Omit the images, then output each of the records below exactly.

----

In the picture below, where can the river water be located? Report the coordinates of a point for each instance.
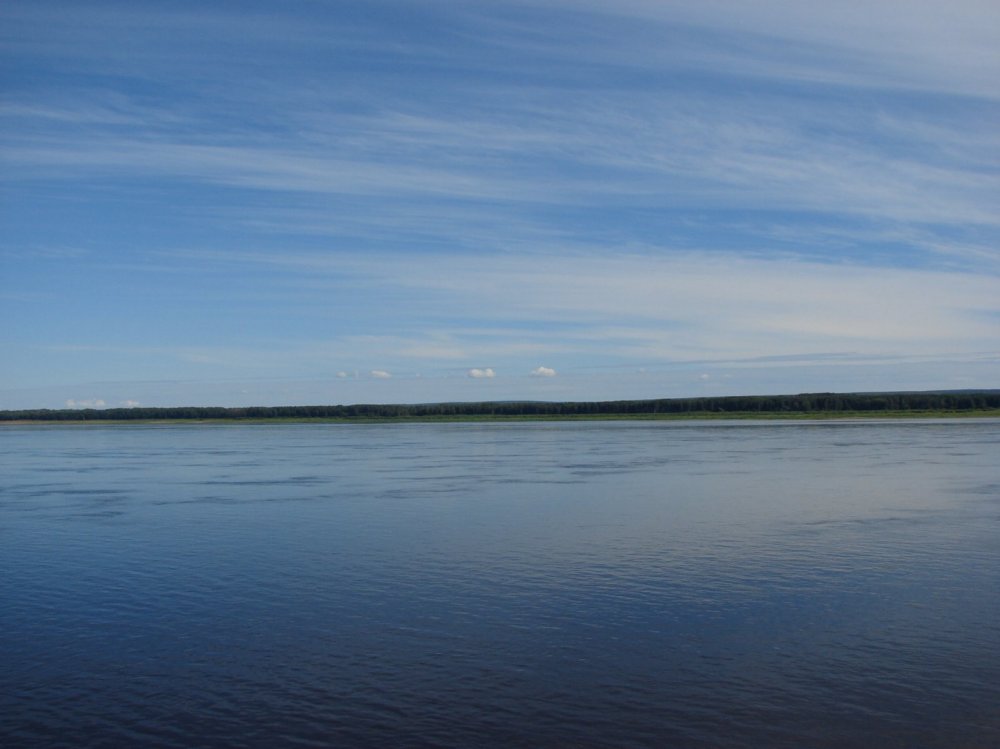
(596, 584)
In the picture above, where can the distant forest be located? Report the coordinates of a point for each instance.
(806, 403)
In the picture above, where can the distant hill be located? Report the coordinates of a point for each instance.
(911, 402)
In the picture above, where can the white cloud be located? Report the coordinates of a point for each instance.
(85, 403)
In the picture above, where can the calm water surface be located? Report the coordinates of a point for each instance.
(503, 585)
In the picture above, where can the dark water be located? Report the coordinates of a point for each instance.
(512, 585)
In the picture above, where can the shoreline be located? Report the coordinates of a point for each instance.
(488, 418)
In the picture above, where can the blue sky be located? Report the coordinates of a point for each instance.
(235, 203)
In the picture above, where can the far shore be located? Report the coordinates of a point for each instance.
(489, 418)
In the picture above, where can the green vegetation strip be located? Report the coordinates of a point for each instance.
(804, 406)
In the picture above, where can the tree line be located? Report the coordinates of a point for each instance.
(805, 403)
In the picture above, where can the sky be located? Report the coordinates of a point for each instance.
(336, 201)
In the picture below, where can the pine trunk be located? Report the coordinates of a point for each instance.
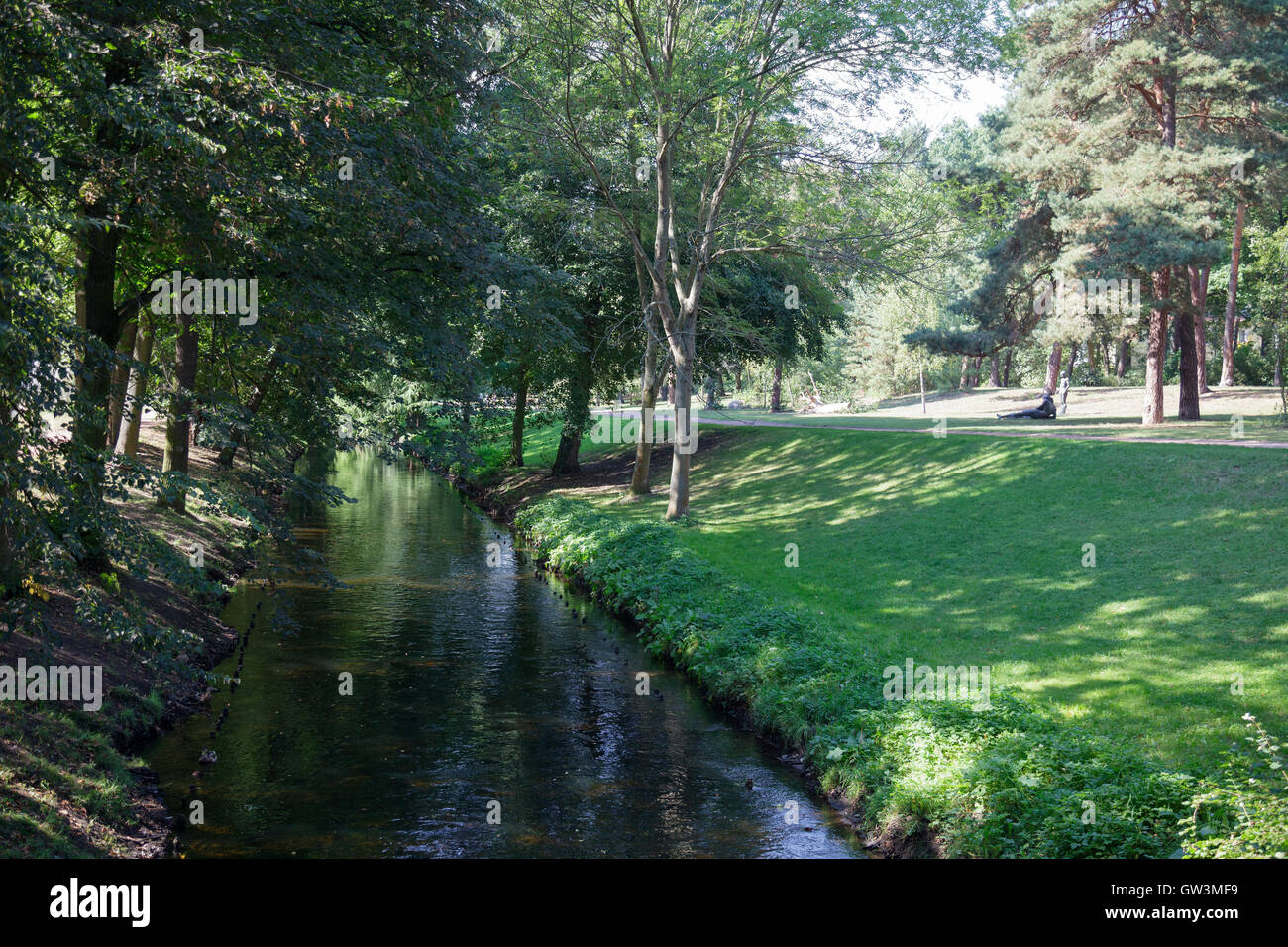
(1188, 408)
(1198, 302)
(1054, 368)
(1232, 296)
(1153, 412)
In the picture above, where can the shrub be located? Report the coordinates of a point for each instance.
(1244, 812)
(1004, 781)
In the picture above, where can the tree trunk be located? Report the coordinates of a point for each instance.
(1198, 302)
(120, 380)
(648, 405)
(237, 431)
(97, 315)
(128, 441)
(1153, 412)
(678, 496)
(1232, 295)
(578, 408)
(1189, 368)
(1054, 368)
(1279, 360)
(181, 402)
(520, 410)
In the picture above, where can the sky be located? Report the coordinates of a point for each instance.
(935, 106)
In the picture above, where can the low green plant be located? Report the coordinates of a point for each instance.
(996, 781)
(1243, 813)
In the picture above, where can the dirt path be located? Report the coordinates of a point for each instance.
(977, 432)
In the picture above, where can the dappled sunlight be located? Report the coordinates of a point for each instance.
(969, 551)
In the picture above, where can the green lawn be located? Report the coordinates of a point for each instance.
(1212, 427)
(969, 551)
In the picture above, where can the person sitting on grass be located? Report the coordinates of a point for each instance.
(1043, 411)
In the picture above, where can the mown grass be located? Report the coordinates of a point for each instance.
(970, 551)
(1215, 425)
(949, 777)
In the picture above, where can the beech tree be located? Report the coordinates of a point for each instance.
(726, 91)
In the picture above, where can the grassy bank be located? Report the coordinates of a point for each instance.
(69, 784)
(1111, 681)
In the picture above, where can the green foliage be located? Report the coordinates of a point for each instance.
(1250, 368)
(1244, 812)
(1004, 781)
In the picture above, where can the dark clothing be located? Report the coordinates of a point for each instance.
(1043, 411)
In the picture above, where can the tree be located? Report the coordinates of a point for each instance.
(1140, 123)
(721, 89)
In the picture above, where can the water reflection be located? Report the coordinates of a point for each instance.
(473, 685)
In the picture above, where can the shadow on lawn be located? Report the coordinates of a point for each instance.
(970, 552)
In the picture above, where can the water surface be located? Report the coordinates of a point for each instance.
(477, 692)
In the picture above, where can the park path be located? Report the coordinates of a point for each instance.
(988, 432)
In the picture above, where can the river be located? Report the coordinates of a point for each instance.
(492, 714)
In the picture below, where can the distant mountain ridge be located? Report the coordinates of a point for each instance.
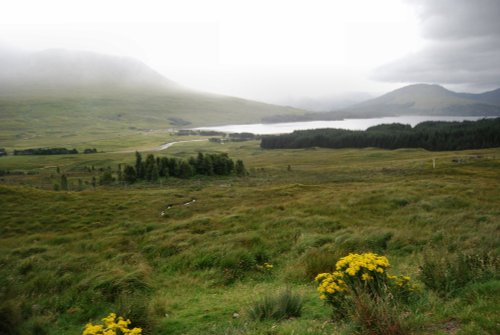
(417, 99)
(59, 69)
(491, 97)
(426, 99)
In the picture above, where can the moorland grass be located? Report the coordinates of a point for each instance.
(72, 257)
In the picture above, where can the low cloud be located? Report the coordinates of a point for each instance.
(463, 46)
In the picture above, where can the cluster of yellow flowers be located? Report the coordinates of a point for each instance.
(330, 283)
(112, 326)
(359, 270)
(354, 264)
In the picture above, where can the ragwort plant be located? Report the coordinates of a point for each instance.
(359, 277)
(112, 326)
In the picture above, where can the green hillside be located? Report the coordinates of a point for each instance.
(73, 257)
(66, 98)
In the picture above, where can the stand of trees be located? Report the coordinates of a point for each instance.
(429, 135)
(153, 168)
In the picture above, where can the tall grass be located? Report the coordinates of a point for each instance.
(283, 305)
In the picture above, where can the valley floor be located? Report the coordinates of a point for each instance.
(174, 266)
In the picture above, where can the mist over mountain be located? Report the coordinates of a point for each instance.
(62, 70)
(70, 92)
(425, 99)
(328, 103)
(491, 97)
(417, 99)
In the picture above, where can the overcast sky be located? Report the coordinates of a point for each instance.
(274, 50)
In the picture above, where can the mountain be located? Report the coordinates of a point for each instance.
(491, 97)
(60, 70)
(75, 94)
(328, 102)
(423, 99)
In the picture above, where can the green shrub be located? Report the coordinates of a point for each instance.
(10, 317)
(446, 275)
(283, 305)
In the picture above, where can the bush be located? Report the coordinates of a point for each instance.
(446, 275)
(284, 305)
(361, 283)
(112, 325)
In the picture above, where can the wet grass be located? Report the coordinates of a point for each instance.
(70, 257)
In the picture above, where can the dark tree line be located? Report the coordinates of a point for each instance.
(429, 135)
(153, 168)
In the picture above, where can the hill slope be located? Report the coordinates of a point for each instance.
(68, 93)
(491, 97)
(423, 99)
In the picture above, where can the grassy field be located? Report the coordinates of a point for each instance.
(68, 258)
(110, 120)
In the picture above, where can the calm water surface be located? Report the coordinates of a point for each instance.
(351, 124)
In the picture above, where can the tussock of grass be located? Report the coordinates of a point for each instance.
(283, 305)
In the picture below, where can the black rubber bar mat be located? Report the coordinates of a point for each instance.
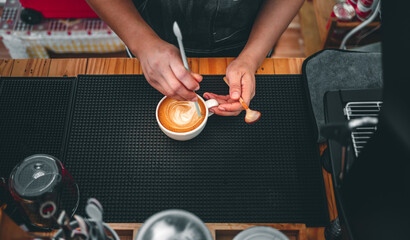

----

Exercise output
In the picture below, where can the river water be located? Report the coordinates of a point for each instance.
(596, 584)
In the picture above, where can the distant forest be located? Report the coordinates of a point for each instance.
(806, 403)
In the picture above, where can the distant hill be located? Report the coordinates of a point for each instance.
(911, 402)
In the picture above, where can the white cloud be located? Report the coordinates of a point for each instance.
(85, 403)
In the picture above, where can the calm water surface be located? Report the coordinates of a point for each instance.
(503, 585)
In the picture above, where can the dark water be located? Report the coordinates of a point for each instance.
(512, 585)
In the picture above, where can the shoreline be located? Report the coordinates of a point for each instance.
(488, 418)
In the picture above, where can the blue sky be located? Report the coordinates of a point for each instance.
(235, 203)
In the picture above, where can the far shore be located? Report the coordinates of a point for each instance.
(489, 418)
In the picture above, where can the green vegetation strip be located? Report the coordinates of a point for each instance.
(804, 406)
In the picture above, where can the tree line be located? Report the coordinates of a point for each instance.
(805, 403)
In the picture above, where can the sky be located? Report the coordinates of a point for each instance.
(336, 201)
In the picture below, where can the pine trunk be located? Report the coordinates of a point for each instance.
(1188, 408)
(1198, 302)
(1054, 368)
(1232, 296)
(1153, 412)
In the picture above, where can the shrub be located? Report the coordinates of a point for each instance.
(1244, 812)
(1004, 781)
In the picture above, where can the tree trunk be located? Report the coordinates of a point for each instance.
(1198, 302)
(120, 380)
(648, 405)
(237, 431)
(97, 315)
(128, 441)
(1153, 412)
(678, 496)
(1232, 295)
(578, 408)
(1189, 368)
(1054, 368)
(1279, 360)
(181, 402)
(520, 410)
In the picture above, where can the sky be located? Report the coordinates of a point for each instance.
(935, 106)
In the picture above, where can the low green plant be located? Report the coordinates of a point for each instance.
(996, 781)
(1243, 813)
In the picture above, where can the dirt path be located? Report the coordinates of a point for each instance.
(977, 432)
In the picture above, where can the dappled sunlight be located? Report the coordinates of a point for each instance.
(969, 551)
In the picture above, where can the green lawn be located? Report the coordinates of a point for each instance.
(1212, 427)
(969, 551)
In the picture above, where can the person sitting on grass be located? Report the coordinates of a point for each instance.
(1043, 411)
In the picture above, where can the mown grass be located? Report the coordinates of a point for each instance.
(970, 551)
(1215, 425)
(949, 777)
In the picture above, where can the beech tree be located? Report the coordinates of a point for each instance.
(726, 91)
In the picture above, where can the grassy bank be located? Report the coordinates of a point for each instance.
(69, 784)
(1111, 681)
In the picture above, where can the green foliage be located? Report the coordinates of a point for each instance.
(1250, 368)
(1244, 812)
(1004, 781)
In the picture above, where can the dark clothing be located? Report the coordinates of a point for each instance.
(1043, 411)
In the picture above, where can the tree be located? Report the coordinates of a point for each instance.
(1140, 123)
(721, 89)
In the picture above, where can the water reflection be located? Report the coordinates of a point for each instance.
(473, 685)
In the picture above, where can the shadow on lawn be located? Report the coordinates of a point for each instance.
(970, 552)
In the picture above, where can the water surface be located? Report the coordinates of a point for each instance.
(477, 692)
In the picture above, where can the park path be located? Report the coordinates of a point for each instance.
(988, 432)
In the picture above, where can the river be located? Report the coordinates of a point for each instance.
(492, 714)
In the picture below, where can the distant mountain ridge be located? Report the coordinates of a point for each instance.
(417, 99)
(59, 69)
(491, 97)
(426, 99)
In the picture above, where can the moorland grass be located? Report the coordinates of a point for each instance.
(72, 257)
In the picture above, where can the low cloud be located? Report the coordinates of a point for each instance.
(463, 46)
In the picture above, where can the cluster of yellow flowers be located? Report the coordinates of a point for each instance.
(330, 283)
(112, 326)
(359, 270)
(354, 264)
In the picture above, where can the ragwort plant be located? Report the coordinates of a point for each instance.
(359, 277)
(112, 326)
In the picture above, where can the green hillside be located? Report the coordinates of a point for each instance.
(73, 257)
(66, 98)
In the picture above, where can the stand of trees be located? Report the coordinates of a point for each instance.
(429, 135)
(153, 168)
In the picture above, where can the tall grass be located? Report the coordinates of a point for each instance.
(283, 305)
In the picture above, where can the valley floor be located? Report the coordinates of a point for each instance.
(174, 266)
In the picture above, where can the mist over mountain be located? Report the coordinates of a point for each instance.
(62, 70)
(70, 92)
(425, 99)
(328, 103)
(491, 97)
(417, 99)
In the picture above, where can the overcast sky be located? Report the coordinates of a point for each instance.
(274, 50)
In the picture above, where can the mountain be located? Report the coordinates of a point for each instance.
(491, 97)
(60, 70)
(75, 94)
(328, 102)
(423, 99)
In the picture above, where can the green shrub be located? Report the coordinates of a point for each instance.
(10, 317)
(446, 275)
(283, 305)
In the picture above, where can the bush be located? Report the coordinates of a point for each instance.
(446, 275)
(284, 305)
(361, 283)
(112, 325)
In the picture above, where can the wet grass be located? Report the coordinates of a point for each instance.
(70, 257)
In the picture above, where can the dark tree line be located? Report the coordinates of a point for each instance.
(429, 135)
(153, 168)
In the picture above, where can the hill slope be located? Report the coordinates of a point for each instance.
(68, 93)
(491, 97)
(423, 99)
In the picture above, where can the grassy field be located? Report the coordinates of a point for each instance.
(68, 258)
(110, 120)
In the picture above, where can the calm water surface be located? Report the coordinates of a point for each instance.
(351, 124)
In the picture above, where can the tussock of grass be located? Report the coordinates of a point for each instance.
(283, 305)
In the picture below, where can the black rubber bar mat be located? Report the coordinates of a point for each instance.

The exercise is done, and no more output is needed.